*** Block opens ***

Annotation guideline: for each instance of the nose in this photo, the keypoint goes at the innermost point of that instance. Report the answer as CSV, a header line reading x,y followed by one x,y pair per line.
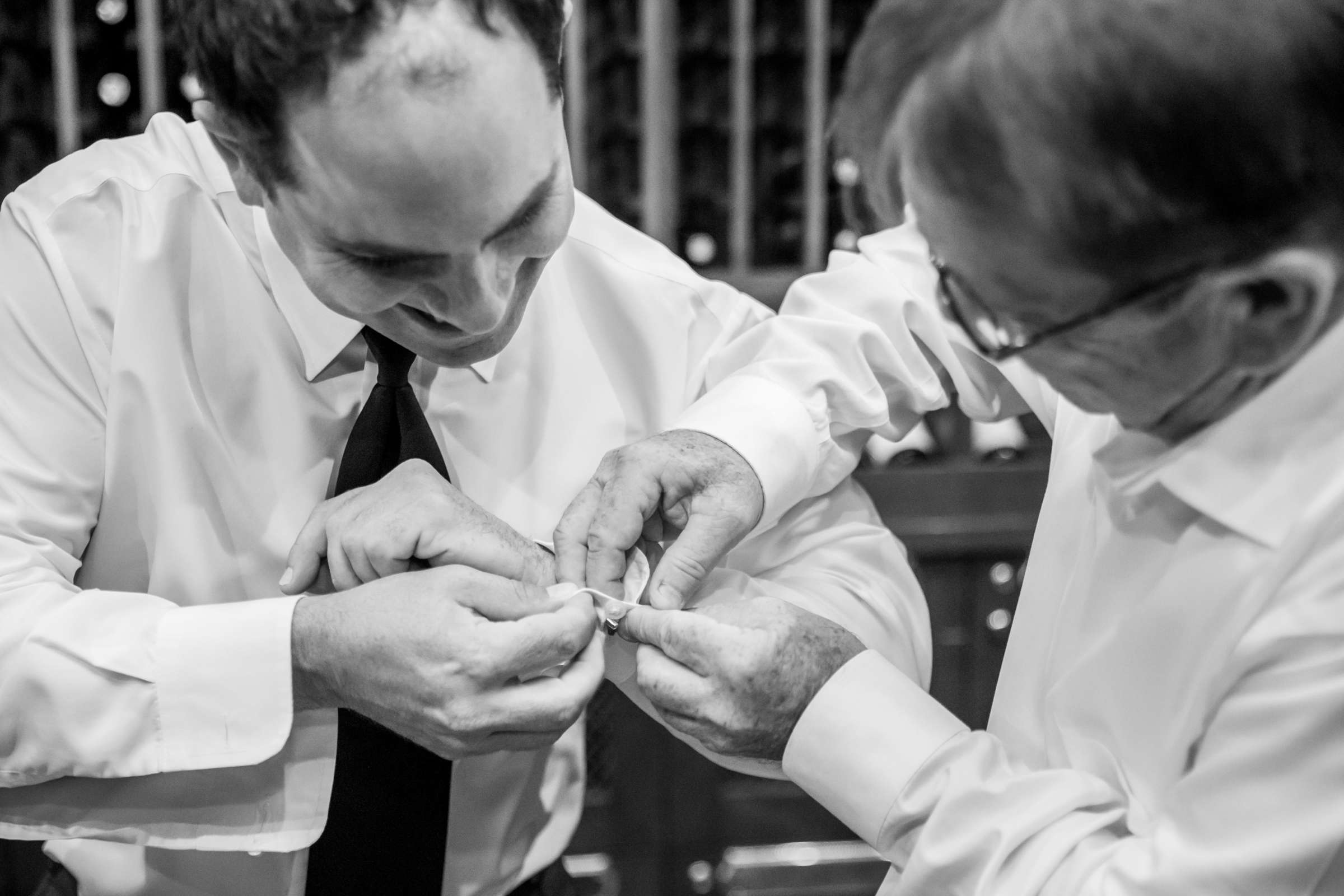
x,y
475,295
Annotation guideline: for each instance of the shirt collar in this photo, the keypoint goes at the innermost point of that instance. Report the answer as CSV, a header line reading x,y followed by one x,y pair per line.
x,y
320,332
1257,470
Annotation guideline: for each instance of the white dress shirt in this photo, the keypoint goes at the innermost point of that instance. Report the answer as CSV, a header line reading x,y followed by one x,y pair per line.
x,y
1170,716
174,401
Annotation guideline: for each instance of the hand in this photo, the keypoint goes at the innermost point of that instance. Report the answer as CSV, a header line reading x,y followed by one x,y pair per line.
x,y
409,519
679,486
437,656
737,676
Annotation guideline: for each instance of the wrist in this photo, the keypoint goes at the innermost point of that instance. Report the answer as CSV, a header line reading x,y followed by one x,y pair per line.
x,y
311,649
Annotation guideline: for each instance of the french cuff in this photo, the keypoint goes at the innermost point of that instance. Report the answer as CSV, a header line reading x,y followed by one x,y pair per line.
x,y
864,738
225,684
771,428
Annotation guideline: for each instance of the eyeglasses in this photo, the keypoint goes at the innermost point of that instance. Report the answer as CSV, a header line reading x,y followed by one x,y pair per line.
x,y
1000,338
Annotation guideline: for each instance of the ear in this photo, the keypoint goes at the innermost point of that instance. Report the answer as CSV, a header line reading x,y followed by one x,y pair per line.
x,y
1280,307
227,137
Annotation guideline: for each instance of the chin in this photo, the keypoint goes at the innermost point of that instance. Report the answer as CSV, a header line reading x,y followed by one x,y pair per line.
x,y
459,354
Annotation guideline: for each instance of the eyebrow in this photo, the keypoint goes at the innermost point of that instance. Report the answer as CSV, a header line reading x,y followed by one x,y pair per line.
x,y
534,200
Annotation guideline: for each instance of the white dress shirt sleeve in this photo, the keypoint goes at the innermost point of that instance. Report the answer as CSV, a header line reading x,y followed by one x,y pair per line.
x,y
1258,809
832,557
95,683
858,348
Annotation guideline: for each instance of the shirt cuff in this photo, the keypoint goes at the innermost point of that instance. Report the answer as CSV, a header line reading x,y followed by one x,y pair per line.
x,y
225,684
771,428
892,727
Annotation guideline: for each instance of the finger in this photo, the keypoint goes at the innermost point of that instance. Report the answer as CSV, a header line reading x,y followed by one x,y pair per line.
x,y
690,559
534,644
691,640
306,557
494,597
572,534
343,575
671,685
355,550
324,582
628,499
385,544
550,704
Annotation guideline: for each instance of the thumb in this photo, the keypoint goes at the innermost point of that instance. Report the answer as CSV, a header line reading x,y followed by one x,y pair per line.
x,y
306,557
496,598
689,559
686,637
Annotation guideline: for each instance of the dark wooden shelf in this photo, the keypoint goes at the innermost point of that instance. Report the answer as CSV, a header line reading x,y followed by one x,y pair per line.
x,y
960,507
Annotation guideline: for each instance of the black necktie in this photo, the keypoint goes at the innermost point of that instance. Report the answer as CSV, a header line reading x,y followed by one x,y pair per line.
x,y
388,824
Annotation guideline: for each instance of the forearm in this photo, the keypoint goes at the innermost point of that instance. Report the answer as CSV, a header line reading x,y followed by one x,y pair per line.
x,y
1256,809
831,558
104,684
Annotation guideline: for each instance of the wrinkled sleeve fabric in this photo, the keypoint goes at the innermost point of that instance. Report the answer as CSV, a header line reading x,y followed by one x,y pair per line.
x,y
1257,812
101,684
831,557
855,349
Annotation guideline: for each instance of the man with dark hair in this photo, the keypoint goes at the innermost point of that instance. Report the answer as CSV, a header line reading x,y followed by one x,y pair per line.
x,y
1131,221
363,276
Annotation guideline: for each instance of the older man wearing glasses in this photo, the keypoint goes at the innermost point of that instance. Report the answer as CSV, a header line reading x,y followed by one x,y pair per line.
x,y
1136,220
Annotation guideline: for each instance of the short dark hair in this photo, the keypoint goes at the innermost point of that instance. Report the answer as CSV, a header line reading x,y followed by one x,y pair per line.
x,y
1135,135
252,55
898,39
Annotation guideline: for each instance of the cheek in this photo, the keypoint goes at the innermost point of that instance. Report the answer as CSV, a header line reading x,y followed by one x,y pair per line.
x,y
351,292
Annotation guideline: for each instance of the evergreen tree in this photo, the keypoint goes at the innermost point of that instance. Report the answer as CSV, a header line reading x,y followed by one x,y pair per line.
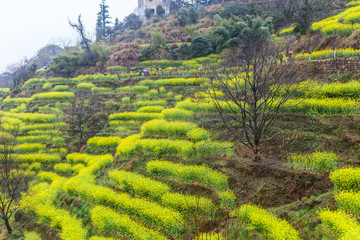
x,y
102,28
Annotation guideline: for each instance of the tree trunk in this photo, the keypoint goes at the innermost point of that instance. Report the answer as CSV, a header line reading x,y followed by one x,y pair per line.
x,y
7,224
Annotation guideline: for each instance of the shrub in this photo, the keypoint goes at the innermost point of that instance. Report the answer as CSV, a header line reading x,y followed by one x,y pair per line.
x,y
138,184
346,179
263,221
201,174
177,114
29,148
163,128
151,109
134,116
139,89
54,96
198,134
140,104
344,226
32,236
61,88
319,161
125,100
328,106
227,198
85,86
123,90
34,139
39,157
103,143
63,168
187,203
349,201
107,220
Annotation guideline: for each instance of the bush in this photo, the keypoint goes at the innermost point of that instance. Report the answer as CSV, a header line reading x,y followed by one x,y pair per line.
x,y
61,88
53,96
344,226
85,86
263,221
177,114
134,116
151,109
319,161
201,174
167,129
107,220
125,100
349,201
187,203
138,184
346,179
140,104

*** Block closes ***

[WHAT TO WORK ON]:
Word-for-word output of every record is needed, with images omitted.

[COMPLETED TASK]:
Annotation guideline: for each instance of the nose in this photo, the keypoint goes at the innermost point of that instance. Report the answer as CSV, a header line reading x,y followed by one x,y pair per line.
x,y
475,295
Annotation guideline: for each instance of the shirt collar in this photo, the keypoint goes at the innermost point of that instance. Report the answer as CSV, a header line reading x,y followed by one x,y pair per line.
x,y
320,332
1257,470
Annotation guideline: for each instance of the white dress shirt in this photo, the keypoint goes at the innermost point of that instance. Report the answer as CSV, a header line reading x,y followed by one x,y pair per line.
x,y
1170,716
174,401
Annotation guideline: for each instance of the hand in this photo, the keypoint goes at the innermost point of that instance. Report the answer as CSV, a header line reading x,y followed by one x,y pair per line.
x,y
409,519
679,486
437,656
737,676
Annotation guideline: for each instance of the wrist in this photo, the keypoint goes at the innermost point of that instance. Report the answer as CSV, a header line reading x,y followed by one x,y pair per line.
x,y
311,649
Annotation guideline: for each instance of the french cuff in this photo, the keypoint goes at the innermost point of that instance. Report the answer as CSV, a header line reading x,y followed by one x,y pair per line.
x,y
864,738
225,684
771,428
Annotation guideline: for each instance of the eyeglasses in this photo, the keypoint goes at the innermost point of that instance. Report the answer as CSV, a header line reading x,y followed by one x,y pair per line.
x,y
1000,338
Annotation guideline: for each instance of the ear in this photo, the keypoint goes at the innermost point of that instance. Report the answer as CSV, a header line reading x,y followed by one x,y pair per line.
x,y
1280,307
227,137
Annotation guideline: for each instance of the chin in this photo, the keypoint goes at the innermost point of that instance. Report the answer as CSV, a header line reading x,y followed by one x,y pair per line.
x,y
459,354
Annotation guideline: for each instance of the eyebrow in this photo, the keypoint goes at the innermost point of that instance. Report the answer as CSV, a header line reading x,y followed by one x,y pair per line.
x,y
534,200
Annotation guideline: for each instance of the white dress shirt sleeve in this photo, the keypoint goes at the innermost point of that instance. Report the answer as CSV, a header line reading x,y followed by one x,y pair per line.
x,y
1258,809
832,557
95,683
858,348
Annotation guideline: for each instance of the shirt cuff in this photo, the keypoint goes at the innermost point of that instance. Report the answer as CSV, a header line reading x,y followed by one x,y pair per line.
x,y
225,684
771,428
892,727
Annotation guideline: for each instance of the finger in this photo, the keypoint goes at the innermost point of that instance. Report the answer as CSV, a header line reading x,y followed by one x,y pair per line.
x,y
690,559
534,644
691,640
306,557
494,597
572,534
343,575
671,685
355,550
324,582
628,499
385,544
550,704
Annotation guideline: for each instance of the thumb in this photo, the keypoint goes at the innermost point of that instance. Report the answer as CSV, a header line reading x,y followed by one x,y pair per line.
x,y
306,557
496,598
689,559
686,637
Annotation guideline: for each instance of the dark wooden shelf in this photo, the keypoint goes at the innermost point of that instance. Report the answer as CSV, a header line reading x,y followed by one x,y pair per line.
x,y
960,507
Annotation guideline: for each instance of the black necktie in this photo, the keypoint goes at the innermost point of that instance. Report the answer as CSV, a header line reading x,y followed by one x,y pair per line.
x,y
388,824
Annotation guideline: for each instance of the forearm in this photo, the keypoint goes at the innermost point of that instance. Report the answer as CSV, a header line reading x,y followed by one x,y pair per line.
x,y
1256,809
831,558
104,684
Annotation guideline: for each instance of the wrinkled sleeve fabric in this photo, the keypoint goes at the innermost point of that instance. Report the answer as CSV, a header line reading x,y followed by one x,y pair per line.
x,y
1257,812
101,684
831,557
855,349
Annotation guideline: for each instance of the man with dark hair in this photo, the keypoint goes at the innermost point of that instance. Report the answer as CSV, a header line reading x,y followed by one x,y pair per line.
x,y
1131,221
363,276
Annotation guideline: for each instance of the older man wearing glasses in this photo, the keypoint goes at the innermost point of that instance. Report the answer as CSV, a header line reading x,y followed by one x,y pair per line.
x,y
1136,220
Annotation guideline: for each instance of the short dark hair in this photo, the keypoint goes at the innermost point of that instance. Report the answer as CSV, a header line reading x,y followed by one x,y pair per line.
x,y
1135,135
252,55
898,39
Annotation guideline: for each instance of the cheek in this photo, the keypoint goes at the innermost point of that instance. Report the answer as CSV, a header line reading x,y followed by one x,y pair per line.
x,y
351,292
Annotation guideline: for each instance of the evergreen tree in this photo, the keypoint goes at the innermost point of that instance. Report the answer as CSV, a header line reading x,y followed by one x,y pair per line.
x,y
102,28
Annotation guideline: for each instance of the tree trunk in this photo, the keypoint goes at the innermost point of that instance. Report the answer as CSV, a header line reading x,y followed by one x,y pair per line.
x,y
7,224
Annotation guideline: for each instance of the shrub in this photo, the keypoint goes at the innermost point of that instance. Report the answer as CSV, a header line reading x,y followed by one x,y pair per line.
x,y
138,184
346,179
263,221
201,174
177,114
29,148
163,128
151,109
134,116
139,89
54,96
198,134
140,104
344,226
32,236
61,88
319,161
125,100
328,106
227,198
85,86
123,90
34,139
39,157
103,143
63,168
187,203
349,201
107,220
Annotation guideline: for each instance of the bush in this photo, the keypoint goes at the innermost point of that instance. Report the answer as CSV, a header line reading x,y followed by one x,y pair per line.
x,y
61,88
53,96
344,226
85,86
263,221
177,114
134,116
151,109
319,161
201,174
167,129
107,220
125,100
349,201
187,203
138,184
346,179
140,104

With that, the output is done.